● **Exercise requirements**: Tally every line of the records below that includes "negative", and reply with the total alone.
#### Dataset excerpts ####
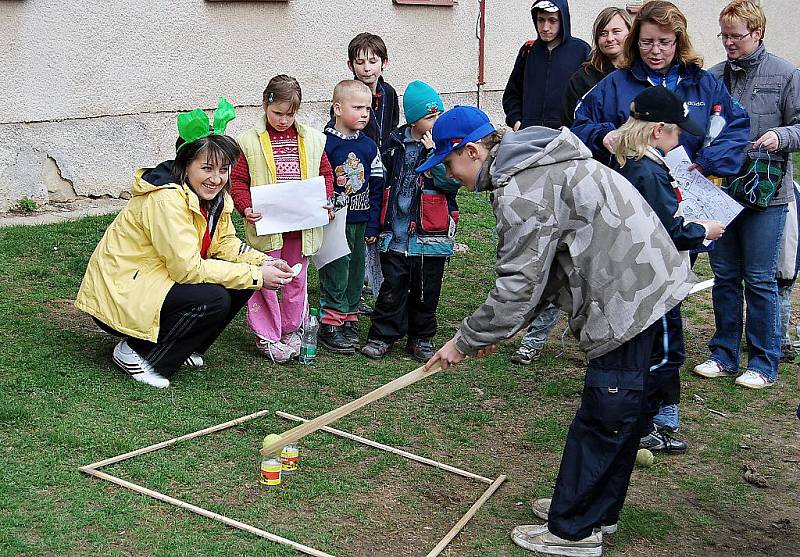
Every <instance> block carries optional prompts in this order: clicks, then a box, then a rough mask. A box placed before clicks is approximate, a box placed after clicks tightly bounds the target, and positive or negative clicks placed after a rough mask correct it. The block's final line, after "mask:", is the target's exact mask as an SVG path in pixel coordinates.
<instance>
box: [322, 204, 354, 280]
mask: <svg viewBox="0 0 800 557" xmlns="http://www.w3.org/2000/svg"><path fill="white" fill-rule="evenodd" d="M346 223H347V207H342V208H341V209H339V210H338V211H336V218H335V219H333V220H332V221H331V222H329V223H328V224H326V225H325V228H323V229H322V246H321V247H320V248H319V251H318V252H317V253H316V255H314V257H313V258H314V267H316V268H317V270H319V269H322V268H323V267H324V266H325V265H327V264H328V263H330V262H331V261H336V260H337V259H339V258H340V257H344V256H345V255H347V254H348V253H350V246H349V245H347V236H345V233H344V225H345V224H346Z"/></svg>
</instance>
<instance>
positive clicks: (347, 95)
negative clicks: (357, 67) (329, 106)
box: [333, 79, 372, 103]
mask: <svg viewBox="0 0 800 557" xmlns="http://www.w3.org/2000/svg"><path fill="white" fill-rule="evenodd" d="M357 93H364V94H366V95H369V97H370V99H372V91H370V89H369V87H368V86H367V85H366V83H362V82H361V81H358V80H356V79H343V80H342V81H340V82H339V83H337V84H336V87H334V88H333V102H335V103H340V102H342V101H344V100H345V99H348V98H350V97H351V96H352V95H354V94H357Z"/></svg>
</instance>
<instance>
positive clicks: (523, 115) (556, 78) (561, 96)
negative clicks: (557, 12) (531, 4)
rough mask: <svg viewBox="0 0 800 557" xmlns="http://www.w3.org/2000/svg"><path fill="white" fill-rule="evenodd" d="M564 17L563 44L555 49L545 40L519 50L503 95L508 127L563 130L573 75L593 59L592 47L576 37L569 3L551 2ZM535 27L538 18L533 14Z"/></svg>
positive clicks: (527, 44)
mask: <svg viewBox="0 0 800 557" xmlns="http://www.w3.org/2000/svg"><path fill="white" fill-rule="evenodd" d="M551 2H553V4H555V5H556V6H557V7H558V10H559V13H560V15H561V43H560V44H559V45H558V46H557V47H555V48H554V49H553V50H550V49H549V48H547V45H546V44H545V43H543V42H542V41H538V40H537V41H528V42H527V43H525V44H524V45H522V48H520V49H519V53H518V54H517V59H516V61H515V62H514V69H513V70H511V75H510V76H509V78H508V84H507V85H506V89H505V91H504V92H503V111H504V112H505V114H506V124H508V126H509V127H513V126H514V124H515V123H516V122H518V121H519V122H522V126H521V127H523V128H527V127H528V126H547V127H549V128H558V127H561V106H562V105H563V102H564V95H565V94H566V92H567V84H568V83H569V80H570V78H571V77H572V74H573V73H575V72H576V71H577V69H578V68H580V67H581V64H583V63H584V62H585V61H586V59H587V58H588V57H589V52H590V51H591V47H589V45H588V44H586V42H585V41H583V40H581V39H578V38H575V37H573V36H572V26H571V23H570V15H569V4H568V3H567V0H551ZM531 17H532V18H533V25H534V28H535V27H536V15H535V13H534V11H533V10H532V11H531Z"/></svg>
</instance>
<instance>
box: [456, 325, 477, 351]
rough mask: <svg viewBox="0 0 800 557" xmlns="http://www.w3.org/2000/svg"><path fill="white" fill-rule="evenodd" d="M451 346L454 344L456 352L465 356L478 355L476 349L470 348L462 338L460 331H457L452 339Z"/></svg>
mask: <svg viewBox="0 0 800 557" xmlns="http://www.w3.org/2000/svg"><path fill="white" fill-rule="evenodd" d="M453 344H455V345H456V348H457V349H458V351H459V352H461V353H462V354H464V355H465V356H474V355H475V354H477V353H478V350H477V349H474V348H472V347H471V346H470V345H469V344H468V343H467V341H466V340H465V339H464V336H463V335H462V334H461V331H458V332H457V333H456V335H455V337H453Z"/></svg>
####
● **Output of the task**: 3